Nothing is to be left out; print all the entries exactly.

::: SUPPLIED DATA

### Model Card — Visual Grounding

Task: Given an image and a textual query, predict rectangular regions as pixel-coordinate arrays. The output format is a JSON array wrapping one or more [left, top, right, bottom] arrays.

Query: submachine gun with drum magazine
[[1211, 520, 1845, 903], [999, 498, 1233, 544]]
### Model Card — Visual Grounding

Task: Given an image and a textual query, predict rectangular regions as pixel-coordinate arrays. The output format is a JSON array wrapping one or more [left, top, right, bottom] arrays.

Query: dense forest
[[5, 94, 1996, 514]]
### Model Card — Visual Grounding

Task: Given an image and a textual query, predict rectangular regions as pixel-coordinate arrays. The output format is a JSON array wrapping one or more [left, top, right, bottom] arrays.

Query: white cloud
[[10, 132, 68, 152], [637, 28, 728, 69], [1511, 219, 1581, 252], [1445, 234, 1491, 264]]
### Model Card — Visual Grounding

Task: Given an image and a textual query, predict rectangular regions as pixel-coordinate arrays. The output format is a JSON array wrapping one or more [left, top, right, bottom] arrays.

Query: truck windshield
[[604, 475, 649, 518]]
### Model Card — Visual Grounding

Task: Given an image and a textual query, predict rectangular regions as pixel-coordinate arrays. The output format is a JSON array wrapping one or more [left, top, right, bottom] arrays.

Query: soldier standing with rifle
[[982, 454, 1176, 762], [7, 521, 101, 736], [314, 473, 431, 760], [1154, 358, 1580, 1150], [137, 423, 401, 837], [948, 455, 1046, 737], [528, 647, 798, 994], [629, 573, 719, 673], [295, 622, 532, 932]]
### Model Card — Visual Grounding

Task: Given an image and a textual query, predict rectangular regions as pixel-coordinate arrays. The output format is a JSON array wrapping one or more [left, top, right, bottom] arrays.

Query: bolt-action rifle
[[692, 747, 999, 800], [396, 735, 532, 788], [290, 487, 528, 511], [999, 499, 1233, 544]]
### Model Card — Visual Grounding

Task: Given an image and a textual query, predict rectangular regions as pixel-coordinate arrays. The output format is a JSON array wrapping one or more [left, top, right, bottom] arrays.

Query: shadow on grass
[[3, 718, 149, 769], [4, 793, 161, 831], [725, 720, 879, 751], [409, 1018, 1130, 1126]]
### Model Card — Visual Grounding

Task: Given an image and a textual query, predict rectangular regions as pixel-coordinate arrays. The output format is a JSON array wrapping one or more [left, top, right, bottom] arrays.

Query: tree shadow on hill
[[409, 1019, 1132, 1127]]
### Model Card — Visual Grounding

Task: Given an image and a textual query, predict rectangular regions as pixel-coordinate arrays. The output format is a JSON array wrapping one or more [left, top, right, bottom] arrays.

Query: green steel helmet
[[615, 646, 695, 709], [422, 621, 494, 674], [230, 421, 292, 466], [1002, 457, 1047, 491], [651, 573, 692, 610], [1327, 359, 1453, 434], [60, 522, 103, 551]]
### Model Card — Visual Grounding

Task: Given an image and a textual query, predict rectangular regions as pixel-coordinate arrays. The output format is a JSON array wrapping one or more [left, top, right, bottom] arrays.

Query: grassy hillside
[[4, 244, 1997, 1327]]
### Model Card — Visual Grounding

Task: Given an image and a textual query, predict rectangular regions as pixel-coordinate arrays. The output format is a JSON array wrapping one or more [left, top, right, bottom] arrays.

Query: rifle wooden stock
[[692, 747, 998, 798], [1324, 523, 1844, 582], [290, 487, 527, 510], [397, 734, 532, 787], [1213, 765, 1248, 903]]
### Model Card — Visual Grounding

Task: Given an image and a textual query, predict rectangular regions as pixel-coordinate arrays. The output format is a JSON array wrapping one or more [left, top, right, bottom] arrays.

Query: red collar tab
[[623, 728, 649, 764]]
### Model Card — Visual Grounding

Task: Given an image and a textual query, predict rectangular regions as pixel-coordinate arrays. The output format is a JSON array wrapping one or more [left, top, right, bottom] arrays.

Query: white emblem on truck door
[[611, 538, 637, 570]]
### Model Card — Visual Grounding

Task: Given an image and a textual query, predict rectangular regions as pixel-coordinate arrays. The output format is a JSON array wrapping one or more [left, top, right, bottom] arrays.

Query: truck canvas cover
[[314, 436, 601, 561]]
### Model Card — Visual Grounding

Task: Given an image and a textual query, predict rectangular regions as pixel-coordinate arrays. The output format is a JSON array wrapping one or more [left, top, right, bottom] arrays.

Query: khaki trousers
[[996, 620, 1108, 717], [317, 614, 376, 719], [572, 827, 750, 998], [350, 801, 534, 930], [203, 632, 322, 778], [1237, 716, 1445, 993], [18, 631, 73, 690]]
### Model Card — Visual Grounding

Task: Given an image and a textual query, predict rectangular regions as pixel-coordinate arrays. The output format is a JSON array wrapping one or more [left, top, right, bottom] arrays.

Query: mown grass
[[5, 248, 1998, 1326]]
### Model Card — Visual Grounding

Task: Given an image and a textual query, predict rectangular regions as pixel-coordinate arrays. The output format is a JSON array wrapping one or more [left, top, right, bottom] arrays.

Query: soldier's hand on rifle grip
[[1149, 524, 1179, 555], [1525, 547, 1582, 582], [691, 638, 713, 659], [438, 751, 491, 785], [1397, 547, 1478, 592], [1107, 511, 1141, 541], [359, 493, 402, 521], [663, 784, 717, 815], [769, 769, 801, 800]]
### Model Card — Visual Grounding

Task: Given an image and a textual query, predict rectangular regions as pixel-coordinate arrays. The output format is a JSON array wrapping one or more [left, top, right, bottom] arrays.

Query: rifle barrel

::::::

**ANSWER:**
### Model Card — Visual Grounding

Task: Given an image and a textual query, predict rectangular regions as pixel-coordinate arrays. The output format is a JSON array wrapping one or more [left, top, right, bottom] arrays.

Query: submachine gun with drum magazine
[[1211, 520, 1845, 903], [999, 498, 1233, 544]]
### Model Card — Visual Grounding

Task: Given an image and a textual query, predict rectangular regions as pixel-coordinate arrays. The output format is a JSON array wrapping one or more [left, top, right, bottom] arrays.

Query: dense forest
[[5, 94, 1996, 514]]
### Model Card — Visual Grounding

Task: Given an image and a textual query, predict rectangular regions as pixel-coordinate arrays. The output format is a JSON array wrapping one or more [left, top, right, bottom] arrays.

Query: white cloud
[[10, 132, 68, 152], [637, 28, 728, 69], [1511, 219, 1581, 252], [1445, 234, 1491, 264]]
### Model Card — Visual Grounding

Task: Given an image and a textual query, predict rectangular regions as pixel-coordinate arrays. The output format is a JSON array wrapping one or more [left, top, right, bottom] arrays.

Query: truck windshield
[[604, 475, 649, 518]]
### Model Card — Visual Grounding

Task: Given an image and a textual query, predict rectangular regions as pixel-coordinate arrays. The output format is a JSON array wrapping one or more [left, top, right, bottom] arrays.

Query: soldier standing with rifle
[[982, 454, 1176, 762], [7, 521, 101, 736], [314, 473, 431, 760], [1154, 358, 1580, 1150], [137, 423, 401, 837], [948, 455, 1046, 737], [528, 647, 798, 994], [629, 573, 719, 673], [295, 622, 532, 932]]
### Model Card — Visual Grounding

Task: Given an image and a textual query, predict rectangular regions as pixel-coordinate arrays. The output format is a JSON array wrapping one or more [left, top, right, bottom] arrays.

Query: bolt-action rifle
[[692, 747, 999, 800], [396, 735, 532, 788], [290, 487, 528, 511], [999, 499, 1233, 544]]
### Model Card — Visual Grounding

Task: Given an image and a textual query, predict rectangular regions as pixel-coordinate arrays. The output format is a JSON array wrapping one or more [left, top, right, bottom] arrays.

Query: shadow on grass
[[3, 718, 149, 769], [4, 793, 161, 831], [725, 720, 879, 751], [409, 1018, 1130, 1126]]
### Model Card — Visual Grounding

Task: Given an image and a textual query, predict rectangular regions as pixel-coordinate arrays. The output format is a JSON array wrapping one or more [left, top, right, bottom] arrays.

Query: tree shadow on hill
[[409, 1019, 1132, 1127]]
### Model Card — Visual Grounding

Task: Given an image and a textual query, predict rectangular regions as pixel-coordinate arrays. The output format is a JSON array wrapping one or more [left, top, right, bottom] arrays.

Query: green steel helmet
[[615, 646, 695, 709], [422, 621, 494, 674], [230, 421, 292, 466], [1002, 457, 1047, 491], [651, 573, 692, 610], [1327, 359, 1453, 434], [60, 522, 103, 551]]
### Model Card — Visual Grounding

Task: Given an image and a textual query, predict rectangular regions as pixel-coordinate arrays. The output format is a JSON array wrapping one or more [left, top, right, bottom] arrays.

Query: grassy hillside
[[4, 244, 1997, 1327]]
### Model Card — Visual Grounding

Task: Given an image and a textual query, predict rectangular regions as pixel-coordinate arrays. The output format is a JSON array wrapping one or more [left, top, right, bottom] arrays.

Query: rifle wooden stock
[[692, 747, 998, 798], [1324, 523, 1844, 582], [290, 487, 527, 510], [397, 734, 532, 787], [1213, 765, 1248, 903]]
### Model Card — Visual Grounding

Task: Given an image and a textual query, predict rectangular regions as pixel-coordinate arrays. The output format is a JSON array wrapping one or more [left, top, right, bottom] arrays.

Query: red collar tab
[[623, 728, 649, 764]]
### Model Card — Visual Grounding

Task: Given an image and a textual query, predict rectangular regions as pixel-coordinate arrays. The output format is a JSON array wrapping one or more [left, top, right, bottom] arrays.

Query: white emblem on truck door
[[611, 538, 637, 570]]
### Model Card — Visual Grounding

Task: Given an image and a textual query, predict rectangular regions as pixel-coordinate arrays. The output format is a JSON array wrapping one or more [left, top, right, bottom] arrays.

Query: truck canvas cover
[[314, 436, 601, 561]]
### Model Card — Visual Grounding

Task: Given an image and a textual query, predict rectangular regions as pixel-coordinate arrays. The output format is a JSON array wrapping one or more [left, top, right, bottom] arrays.

Query: khaki trousers
[[996, 620, 1108, 717], [317, 614, 376, 719], [572, 827, 750, 998], [350, 801, 534, 930], [203, 632, 322, 778], [1237, 716, 1445, 993], [18, 631, 73, 690]]
### Model Card — Visual Grounding

Task: Given an image and a textual query, predict rectangular regions as pixel-coordinate arrays. The output format is a JSON array wrapping one or more [left, top, right, bottom] arrays.

Query: mown grass
[[5, 248, 1998, 1326]]
### Model Card — Visual Grounding

Task: Given an image and a textual query, predict rectangular regions as pixel-coordinate arrays. The output format is a JSON array wrapping one or more [left, top, right, bottom] arrays.

Query: soldier's hand on rifle grip
[[1149, 524, 1179, 555], [1525, 547, 1582, 582], [691, 638, 713, 659], [438, 751, 491, 785], [1397, 547, 1478, 592], [1107, 511, 1141, 541], [359, 493, 402, 521], [663, 784, 717, 815], [769, 769, 801, 800]]
### Model Card — Visual Grounding

Task: Given an image and a textual query, predict rectangular regions as pixel-coordinate arrays. The output format is a JSON array wrapping one or more [left, top, right, bottom] arrays.

Query: rifle barrel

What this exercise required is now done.